In a prior blog post, Routines: The Struggle is Real, I briefly discussed the difficulty of establishing a routine. Although establishing a routine can be difficult, the feedback that I received from that post indicates that it is certainly worth the effort.
I was having dinner with a friend last night and I brought up the fact that my Fiancee has started waking up at 5:30AM to make sure that she has enough time for breakfast, meditation and exercise before getting ready for work. This is a new habit that she has been working on since the start of the year and she has been very dedicated. I, on the other-hand, remain in bed sleeping until the last possible minute before having to get moving for the day. This usually involves hitting the snooze button on my phone several times.

- **MATERIAL**:
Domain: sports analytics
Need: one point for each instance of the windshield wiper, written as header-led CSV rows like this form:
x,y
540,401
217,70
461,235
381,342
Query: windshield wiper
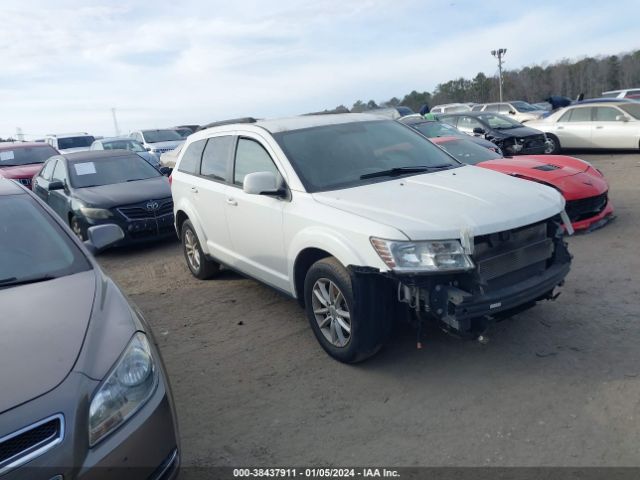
x,y
13,281
392,172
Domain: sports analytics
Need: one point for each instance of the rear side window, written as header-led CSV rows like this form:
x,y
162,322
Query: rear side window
x,y
251,157
215,159
190,162
577,115
606,114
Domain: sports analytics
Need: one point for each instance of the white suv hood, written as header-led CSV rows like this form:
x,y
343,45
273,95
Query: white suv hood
x,y
440,205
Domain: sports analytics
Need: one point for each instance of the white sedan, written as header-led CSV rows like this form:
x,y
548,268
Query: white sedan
x,y
607,125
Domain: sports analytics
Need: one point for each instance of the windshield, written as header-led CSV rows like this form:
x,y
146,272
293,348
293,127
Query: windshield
x,y
107,171
126,144
26,155
75,142
499,122
631,109
523,106
155,136
437,129
32,245
337,156
468,152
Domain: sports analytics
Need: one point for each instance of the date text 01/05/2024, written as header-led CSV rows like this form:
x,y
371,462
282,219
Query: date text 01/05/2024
x,y
315,473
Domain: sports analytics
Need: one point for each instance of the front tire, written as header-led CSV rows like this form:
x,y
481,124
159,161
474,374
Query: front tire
x,y
199,265
552,146
329,304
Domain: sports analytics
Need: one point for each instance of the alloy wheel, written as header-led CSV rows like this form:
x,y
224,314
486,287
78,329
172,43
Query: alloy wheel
x,y
331,312
191,248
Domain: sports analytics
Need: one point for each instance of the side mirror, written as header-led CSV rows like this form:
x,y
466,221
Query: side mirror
x,y
262,183
102,236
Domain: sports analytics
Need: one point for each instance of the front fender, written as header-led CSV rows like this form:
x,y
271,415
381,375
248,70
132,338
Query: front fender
x,y
348,251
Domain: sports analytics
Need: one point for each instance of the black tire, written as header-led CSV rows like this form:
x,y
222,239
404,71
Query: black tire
x,y
362,341
199,265
77,229
554,145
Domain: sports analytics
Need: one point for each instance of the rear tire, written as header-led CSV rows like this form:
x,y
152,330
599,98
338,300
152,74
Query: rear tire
x,y
329,305
199,265
552,146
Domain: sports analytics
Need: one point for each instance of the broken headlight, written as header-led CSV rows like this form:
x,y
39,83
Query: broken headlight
x,y
424,256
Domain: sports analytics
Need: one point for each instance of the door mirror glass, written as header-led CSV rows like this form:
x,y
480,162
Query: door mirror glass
x,y
102,236
261,183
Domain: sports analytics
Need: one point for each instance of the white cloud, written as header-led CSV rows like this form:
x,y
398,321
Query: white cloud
x,y
160,64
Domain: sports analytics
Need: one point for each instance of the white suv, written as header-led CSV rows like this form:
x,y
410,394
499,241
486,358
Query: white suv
x,y
362,220
70,142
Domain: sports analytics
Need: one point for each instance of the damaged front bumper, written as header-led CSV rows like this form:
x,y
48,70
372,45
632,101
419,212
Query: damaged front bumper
x,y
513,270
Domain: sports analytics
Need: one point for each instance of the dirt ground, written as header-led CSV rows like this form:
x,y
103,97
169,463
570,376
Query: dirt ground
x,y
558,385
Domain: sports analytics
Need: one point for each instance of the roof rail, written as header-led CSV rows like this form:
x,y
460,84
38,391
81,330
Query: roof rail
x,y
228,122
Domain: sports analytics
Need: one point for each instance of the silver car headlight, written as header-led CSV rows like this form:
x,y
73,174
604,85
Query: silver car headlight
x,y
423,256
96,213
128,386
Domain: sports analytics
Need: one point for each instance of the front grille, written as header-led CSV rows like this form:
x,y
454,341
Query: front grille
x,y
30,442
514,260
586,207
142,211
499,254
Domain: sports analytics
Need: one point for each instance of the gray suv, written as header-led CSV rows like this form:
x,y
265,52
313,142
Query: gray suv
x,y
84,392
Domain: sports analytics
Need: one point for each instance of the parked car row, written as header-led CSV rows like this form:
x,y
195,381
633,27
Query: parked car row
x,y
361,218
84,388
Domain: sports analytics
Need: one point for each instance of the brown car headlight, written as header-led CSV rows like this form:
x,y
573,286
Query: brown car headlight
x,y
128,386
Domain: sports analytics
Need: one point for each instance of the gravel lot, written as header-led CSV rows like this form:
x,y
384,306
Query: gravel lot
x,y
558,385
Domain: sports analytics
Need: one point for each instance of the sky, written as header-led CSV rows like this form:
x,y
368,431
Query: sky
x,y
67,63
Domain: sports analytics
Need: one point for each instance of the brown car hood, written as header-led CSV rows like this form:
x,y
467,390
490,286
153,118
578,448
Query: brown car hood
x,y
42,328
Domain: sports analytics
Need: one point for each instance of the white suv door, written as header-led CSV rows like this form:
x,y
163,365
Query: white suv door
x,y
207,166
256,221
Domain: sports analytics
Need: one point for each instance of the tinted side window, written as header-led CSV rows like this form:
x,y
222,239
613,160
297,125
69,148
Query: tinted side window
x,y
48,169
190,162
451,120
59,173
606,114
215,159
580,115
251,157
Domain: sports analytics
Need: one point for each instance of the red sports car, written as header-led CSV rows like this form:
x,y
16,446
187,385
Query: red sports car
x,y
20,161
583,187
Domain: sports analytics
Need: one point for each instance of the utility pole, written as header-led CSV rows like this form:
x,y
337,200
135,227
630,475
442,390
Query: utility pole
x,y
115,122
499,54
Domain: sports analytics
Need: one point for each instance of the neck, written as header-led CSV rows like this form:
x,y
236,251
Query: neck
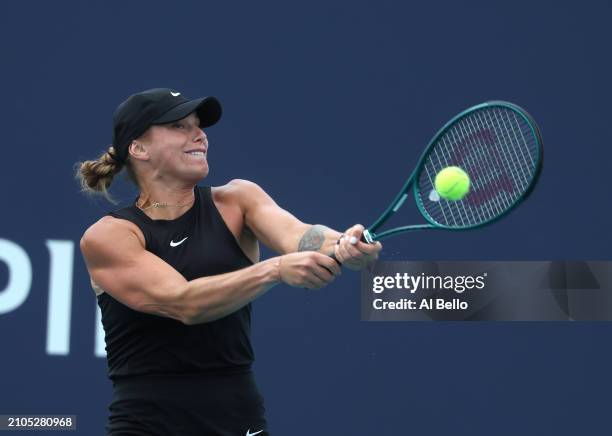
x,y
165,202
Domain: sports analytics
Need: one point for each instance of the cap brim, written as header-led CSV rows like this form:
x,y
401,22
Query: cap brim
x,y
207,108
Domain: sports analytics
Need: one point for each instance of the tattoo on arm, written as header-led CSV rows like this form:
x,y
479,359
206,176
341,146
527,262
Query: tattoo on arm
x,y
313,238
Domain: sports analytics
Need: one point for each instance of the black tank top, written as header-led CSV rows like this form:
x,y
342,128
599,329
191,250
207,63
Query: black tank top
x,y
196,244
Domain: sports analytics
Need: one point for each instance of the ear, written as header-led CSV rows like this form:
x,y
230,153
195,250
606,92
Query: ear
x,y
138,151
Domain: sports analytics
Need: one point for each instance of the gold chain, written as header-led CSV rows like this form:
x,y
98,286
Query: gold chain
x,y
156,205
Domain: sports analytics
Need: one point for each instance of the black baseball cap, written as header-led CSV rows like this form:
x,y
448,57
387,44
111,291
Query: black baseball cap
x,y
157,106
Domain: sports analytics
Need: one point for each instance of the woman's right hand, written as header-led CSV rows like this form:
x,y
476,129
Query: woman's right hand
x,y
308,269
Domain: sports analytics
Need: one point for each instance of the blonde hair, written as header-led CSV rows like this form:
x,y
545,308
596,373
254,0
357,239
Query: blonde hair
x,y
96,176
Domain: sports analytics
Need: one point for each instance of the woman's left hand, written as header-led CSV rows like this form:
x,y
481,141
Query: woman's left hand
x,y
352,252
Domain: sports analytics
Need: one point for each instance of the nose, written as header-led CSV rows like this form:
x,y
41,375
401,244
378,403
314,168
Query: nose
x,y
200,136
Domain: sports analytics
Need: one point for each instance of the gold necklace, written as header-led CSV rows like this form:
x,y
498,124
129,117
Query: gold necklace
x,y
157,204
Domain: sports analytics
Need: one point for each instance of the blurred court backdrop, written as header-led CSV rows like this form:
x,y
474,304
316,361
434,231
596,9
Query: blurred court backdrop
x,y
327,105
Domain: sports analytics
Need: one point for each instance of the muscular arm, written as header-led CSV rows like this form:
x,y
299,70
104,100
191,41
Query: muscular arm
x,y
121,266
278,229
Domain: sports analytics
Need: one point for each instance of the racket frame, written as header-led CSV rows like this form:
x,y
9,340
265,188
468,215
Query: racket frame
x,y
370,235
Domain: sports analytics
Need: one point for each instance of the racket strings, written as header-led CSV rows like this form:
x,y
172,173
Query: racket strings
x,y
499,151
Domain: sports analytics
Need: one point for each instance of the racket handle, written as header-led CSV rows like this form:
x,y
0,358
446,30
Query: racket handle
x,y
367,237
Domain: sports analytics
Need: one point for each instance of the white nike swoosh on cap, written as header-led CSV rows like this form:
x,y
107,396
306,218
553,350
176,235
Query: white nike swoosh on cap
x,y
175,244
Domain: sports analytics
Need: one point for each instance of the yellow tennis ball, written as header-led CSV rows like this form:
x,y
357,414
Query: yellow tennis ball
x,y
452,183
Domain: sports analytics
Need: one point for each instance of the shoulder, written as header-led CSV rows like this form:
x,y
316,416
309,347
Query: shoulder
x,y
109,233
238,192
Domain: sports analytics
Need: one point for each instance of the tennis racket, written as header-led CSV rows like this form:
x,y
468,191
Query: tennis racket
x,y
498,144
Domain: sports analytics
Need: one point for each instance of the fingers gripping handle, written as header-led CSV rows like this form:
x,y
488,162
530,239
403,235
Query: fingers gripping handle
x,y
366,237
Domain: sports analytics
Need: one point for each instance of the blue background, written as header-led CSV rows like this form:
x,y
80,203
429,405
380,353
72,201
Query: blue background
x,y
327,105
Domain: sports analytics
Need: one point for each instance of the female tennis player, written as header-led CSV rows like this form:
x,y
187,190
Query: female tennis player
x,y
175,272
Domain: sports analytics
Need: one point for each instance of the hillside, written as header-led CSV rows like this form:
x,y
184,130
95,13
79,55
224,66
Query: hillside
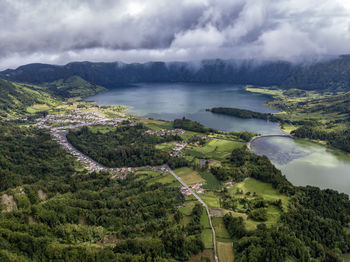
x,y
16,97
113,74
73,86
330,75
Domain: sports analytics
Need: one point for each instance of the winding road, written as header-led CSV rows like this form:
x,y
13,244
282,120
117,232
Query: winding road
x,y
203,203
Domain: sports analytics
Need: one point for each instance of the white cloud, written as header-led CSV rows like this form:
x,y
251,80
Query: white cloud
x,y
135,30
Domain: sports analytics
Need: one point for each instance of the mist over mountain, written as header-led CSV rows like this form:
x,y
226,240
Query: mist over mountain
x,y
326,75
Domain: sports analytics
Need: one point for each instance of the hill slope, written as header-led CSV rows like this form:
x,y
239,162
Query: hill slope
x,y
328,75
16,97
114,74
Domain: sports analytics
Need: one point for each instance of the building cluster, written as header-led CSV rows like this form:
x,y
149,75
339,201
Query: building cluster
x,y
76,119
178,149
196,187
164,132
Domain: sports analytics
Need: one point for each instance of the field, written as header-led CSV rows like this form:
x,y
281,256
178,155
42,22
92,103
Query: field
x,y
225,251
214,149
212,199
189,176
267,192
262,189
211,181
157,177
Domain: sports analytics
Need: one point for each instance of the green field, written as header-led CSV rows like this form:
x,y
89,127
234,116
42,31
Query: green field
x,y
267,192
225,251
214,149
189,176
207,238
262,189
212,199
212,183
221,233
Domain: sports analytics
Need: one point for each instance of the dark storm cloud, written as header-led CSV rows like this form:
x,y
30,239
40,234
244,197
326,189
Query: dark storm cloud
x,y
135,30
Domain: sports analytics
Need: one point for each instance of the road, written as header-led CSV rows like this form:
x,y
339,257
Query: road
x,y
203,203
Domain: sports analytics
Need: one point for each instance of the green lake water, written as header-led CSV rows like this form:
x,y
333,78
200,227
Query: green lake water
x,y
302,162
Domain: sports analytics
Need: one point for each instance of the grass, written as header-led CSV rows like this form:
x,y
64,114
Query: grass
x,y
262,189
189,176
212,183
225,251
214,149
157,177
207,238
186,209
267,192
211,199
204,219
166,146
157,124
265,90
221,233
101,129
346,258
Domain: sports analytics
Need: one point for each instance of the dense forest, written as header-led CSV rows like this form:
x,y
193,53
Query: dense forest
x,y
316,217
243,164
317,225
243,113
73,86
61,214
127,146
15,98
28,155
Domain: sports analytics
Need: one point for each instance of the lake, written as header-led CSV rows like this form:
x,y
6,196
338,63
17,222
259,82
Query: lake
x,y
302,162
306,163
170,101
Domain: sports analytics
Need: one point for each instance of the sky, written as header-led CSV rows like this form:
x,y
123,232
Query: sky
x,y
58,32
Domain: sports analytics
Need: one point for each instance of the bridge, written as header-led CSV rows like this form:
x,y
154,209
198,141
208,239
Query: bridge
x,y
262,136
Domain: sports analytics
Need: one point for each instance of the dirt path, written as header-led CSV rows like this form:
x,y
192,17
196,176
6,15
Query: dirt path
x,y
203,203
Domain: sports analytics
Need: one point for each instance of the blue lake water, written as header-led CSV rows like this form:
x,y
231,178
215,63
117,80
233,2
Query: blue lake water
x,y
303,163
170,101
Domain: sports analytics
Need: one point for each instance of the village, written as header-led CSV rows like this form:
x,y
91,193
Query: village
x,y
60,124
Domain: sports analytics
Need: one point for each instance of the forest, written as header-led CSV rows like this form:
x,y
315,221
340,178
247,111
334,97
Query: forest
x,y
126,146
61,214
316,217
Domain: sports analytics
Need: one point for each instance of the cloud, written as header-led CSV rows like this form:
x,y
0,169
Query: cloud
x,y
137,31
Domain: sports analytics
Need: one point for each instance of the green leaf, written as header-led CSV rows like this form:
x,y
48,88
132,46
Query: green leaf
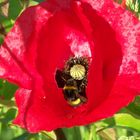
x,y
10,115
15,8
7,89
134,107
126,120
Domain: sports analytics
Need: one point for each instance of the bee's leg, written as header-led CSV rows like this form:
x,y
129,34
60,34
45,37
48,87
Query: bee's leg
x,y
82,98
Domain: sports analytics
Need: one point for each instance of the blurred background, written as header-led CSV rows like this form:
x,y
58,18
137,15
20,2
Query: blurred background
x,y
124,125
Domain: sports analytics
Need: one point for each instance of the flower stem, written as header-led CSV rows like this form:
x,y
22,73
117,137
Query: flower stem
x,y
60,134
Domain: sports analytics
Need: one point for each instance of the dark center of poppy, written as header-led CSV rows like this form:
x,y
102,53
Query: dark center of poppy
x,y
73,80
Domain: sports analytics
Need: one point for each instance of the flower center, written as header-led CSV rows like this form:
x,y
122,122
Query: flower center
x,y
73,80
77,72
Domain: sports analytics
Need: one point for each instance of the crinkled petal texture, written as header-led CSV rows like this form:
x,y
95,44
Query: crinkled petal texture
x,y
45,36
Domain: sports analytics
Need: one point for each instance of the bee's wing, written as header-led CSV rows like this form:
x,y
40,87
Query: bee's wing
x,y
60,78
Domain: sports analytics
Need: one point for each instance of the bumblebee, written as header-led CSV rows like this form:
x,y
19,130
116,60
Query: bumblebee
x,y
73,80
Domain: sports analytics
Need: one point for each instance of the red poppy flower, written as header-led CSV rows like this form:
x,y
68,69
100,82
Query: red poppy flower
x,y
43,41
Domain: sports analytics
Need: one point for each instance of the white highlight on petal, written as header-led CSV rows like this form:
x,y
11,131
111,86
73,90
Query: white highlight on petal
x,y
79,45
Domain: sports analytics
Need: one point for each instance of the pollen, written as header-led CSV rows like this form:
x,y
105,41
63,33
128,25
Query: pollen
x,y
77,72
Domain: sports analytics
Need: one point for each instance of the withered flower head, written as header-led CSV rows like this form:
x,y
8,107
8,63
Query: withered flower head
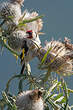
x,y
30,100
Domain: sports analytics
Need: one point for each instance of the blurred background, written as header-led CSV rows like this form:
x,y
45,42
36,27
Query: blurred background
x,y
58,23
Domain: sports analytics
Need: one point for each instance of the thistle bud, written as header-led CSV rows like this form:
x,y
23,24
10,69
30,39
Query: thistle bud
x,y
30,100
16,40
10,12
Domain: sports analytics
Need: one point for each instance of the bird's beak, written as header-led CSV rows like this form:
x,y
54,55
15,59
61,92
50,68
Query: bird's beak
x,y
41,33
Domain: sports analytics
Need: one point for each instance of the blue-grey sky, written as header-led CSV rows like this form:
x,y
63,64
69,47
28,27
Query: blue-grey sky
x,y
58,23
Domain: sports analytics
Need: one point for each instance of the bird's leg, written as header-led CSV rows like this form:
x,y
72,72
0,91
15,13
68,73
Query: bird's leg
x,y
23,68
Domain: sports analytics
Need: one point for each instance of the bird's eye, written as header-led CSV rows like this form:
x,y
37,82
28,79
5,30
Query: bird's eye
x,y
30,34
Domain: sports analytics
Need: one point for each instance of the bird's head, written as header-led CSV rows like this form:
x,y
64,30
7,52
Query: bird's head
x,y
30,34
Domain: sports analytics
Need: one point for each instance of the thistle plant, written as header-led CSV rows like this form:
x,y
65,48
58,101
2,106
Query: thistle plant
x,y
45,91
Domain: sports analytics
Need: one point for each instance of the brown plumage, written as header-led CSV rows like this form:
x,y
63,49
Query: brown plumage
x,y
30,100
59,59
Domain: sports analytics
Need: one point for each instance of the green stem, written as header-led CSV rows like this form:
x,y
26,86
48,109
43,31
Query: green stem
x,y
30,20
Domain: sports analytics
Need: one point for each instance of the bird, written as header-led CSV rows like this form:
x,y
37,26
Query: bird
x,y
28,41
30,100
10,13
59,59
36,25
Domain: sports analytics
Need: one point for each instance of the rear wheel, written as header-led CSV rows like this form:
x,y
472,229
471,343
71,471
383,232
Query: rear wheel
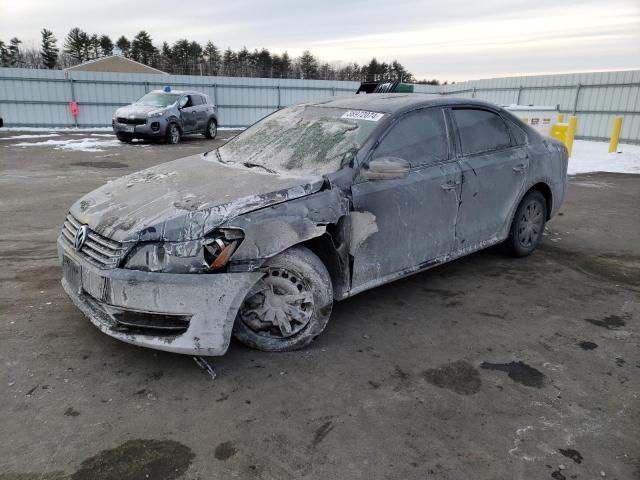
x,y
173,134
124,137
528,225
212,129
289,306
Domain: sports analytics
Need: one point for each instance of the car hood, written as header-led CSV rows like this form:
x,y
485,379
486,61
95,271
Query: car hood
x,y
137,110
184,199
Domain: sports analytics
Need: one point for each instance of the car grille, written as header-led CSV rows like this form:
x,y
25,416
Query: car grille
x,y
132,121
97,250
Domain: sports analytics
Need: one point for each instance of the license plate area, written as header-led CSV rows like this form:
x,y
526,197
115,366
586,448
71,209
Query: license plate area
x,y
72,272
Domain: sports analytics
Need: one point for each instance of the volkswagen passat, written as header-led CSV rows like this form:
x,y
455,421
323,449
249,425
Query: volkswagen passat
x,y
312,204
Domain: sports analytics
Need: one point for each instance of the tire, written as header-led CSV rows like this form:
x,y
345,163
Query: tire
x,y
299,276
527,226
174,134
212,129
124,138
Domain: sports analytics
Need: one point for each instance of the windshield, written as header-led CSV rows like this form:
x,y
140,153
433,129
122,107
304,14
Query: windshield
x,y
158,99
301,140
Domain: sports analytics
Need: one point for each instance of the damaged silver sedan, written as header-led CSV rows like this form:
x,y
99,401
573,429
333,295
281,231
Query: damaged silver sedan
x,y
312,204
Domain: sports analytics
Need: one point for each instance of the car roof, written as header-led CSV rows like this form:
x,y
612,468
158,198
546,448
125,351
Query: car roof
x,y
179,92
394,102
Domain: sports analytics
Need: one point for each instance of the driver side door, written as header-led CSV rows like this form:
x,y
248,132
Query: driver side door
x,y
415,216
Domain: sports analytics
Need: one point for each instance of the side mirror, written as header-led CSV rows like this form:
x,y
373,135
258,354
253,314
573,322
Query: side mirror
x,y
387,168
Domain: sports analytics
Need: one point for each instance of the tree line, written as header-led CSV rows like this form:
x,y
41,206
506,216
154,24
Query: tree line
x,y
186,57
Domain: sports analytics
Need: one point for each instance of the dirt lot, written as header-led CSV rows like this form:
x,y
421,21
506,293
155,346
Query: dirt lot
x,y
486,368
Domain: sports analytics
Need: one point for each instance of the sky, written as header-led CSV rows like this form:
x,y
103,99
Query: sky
x,y
455,40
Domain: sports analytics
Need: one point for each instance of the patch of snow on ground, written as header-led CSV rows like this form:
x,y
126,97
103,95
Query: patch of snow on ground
x,y
31,136
594,157
83,129
80,144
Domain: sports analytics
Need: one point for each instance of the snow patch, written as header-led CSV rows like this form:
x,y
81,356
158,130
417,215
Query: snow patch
x,y
80,144
56,129
31,136
594,157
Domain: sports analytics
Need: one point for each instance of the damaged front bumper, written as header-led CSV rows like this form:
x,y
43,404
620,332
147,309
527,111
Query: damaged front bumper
x,y
181,313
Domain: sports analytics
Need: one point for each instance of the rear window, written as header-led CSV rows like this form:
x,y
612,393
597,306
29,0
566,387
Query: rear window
x,y
481,131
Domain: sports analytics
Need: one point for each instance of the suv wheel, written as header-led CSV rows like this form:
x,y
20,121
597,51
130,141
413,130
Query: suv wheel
x,y
528,225
212,129
289,306
173,134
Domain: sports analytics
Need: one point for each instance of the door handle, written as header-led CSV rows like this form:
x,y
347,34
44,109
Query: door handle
x,y
449,185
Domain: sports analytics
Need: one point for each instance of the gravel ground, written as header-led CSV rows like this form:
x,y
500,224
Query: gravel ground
x,y
485,368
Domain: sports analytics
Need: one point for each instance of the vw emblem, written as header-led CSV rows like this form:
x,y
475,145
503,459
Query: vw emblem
x,y
81,237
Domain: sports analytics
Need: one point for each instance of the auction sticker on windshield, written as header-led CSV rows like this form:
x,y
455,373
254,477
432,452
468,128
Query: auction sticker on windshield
x,y
363,115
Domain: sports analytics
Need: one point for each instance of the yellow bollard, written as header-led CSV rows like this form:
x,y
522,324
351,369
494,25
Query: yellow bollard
x,y
559,132
571,133
615,134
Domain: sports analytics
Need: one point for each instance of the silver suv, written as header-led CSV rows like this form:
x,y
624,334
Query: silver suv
x,y
166,114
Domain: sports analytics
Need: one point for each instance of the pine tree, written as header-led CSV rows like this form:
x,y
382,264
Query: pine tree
x,y
124,45
229,61
106,46
142,49
13,52
285,65
4,55
76,44
213,58
308,65
49,50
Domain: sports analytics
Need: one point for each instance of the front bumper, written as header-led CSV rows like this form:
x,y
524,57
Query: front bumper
x,y
206,304
145,130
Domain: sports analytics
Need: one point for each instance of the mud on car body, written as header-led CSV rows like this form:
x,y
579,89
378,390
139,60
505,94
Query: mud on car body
x,y
166,115
313,204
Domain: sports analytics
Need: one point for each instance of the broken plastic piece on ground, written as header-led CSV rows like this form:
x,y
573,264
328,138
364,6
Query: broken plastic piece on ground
x,y
203,364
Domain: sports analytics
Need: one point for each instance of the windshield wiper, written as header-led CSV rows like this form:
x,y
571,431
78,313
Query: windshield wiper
x,y
256,165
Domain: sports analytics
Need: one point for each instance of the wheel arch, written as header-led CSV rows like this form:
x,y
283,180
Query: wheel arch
x,y
546,192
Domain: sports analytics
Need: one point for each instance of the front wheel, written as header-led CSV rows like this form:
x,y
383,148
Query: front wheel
x,y
173,134
212,129
528,225
289,306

- **TASK PROMPT**: Please reproduce the blog post on routines above word for word, in full.

- **FINISHED EXERCISE**:
In a prior blog post, Routines: The Struggle is Real, I briefly discussed the difficulty of establishing a routine. Although establishing a routine can be difficult, the feedback that I received from that post indicates that it is certainly worth the effort.
I was having dinner with a friend last night and I brought up the fact that my Fiancee has started waking up at 5:30AM to make sure that she has enough time for breakfast, meditation and exercise before getting ready for work. This is a new habit that she has been working on since the start of the year and she has been very dedicated. I, on the other-hand, remain in bed sleeping until the last possible minute before having to get moving for the day. This usually involves hitting the snooze button on my phone several times.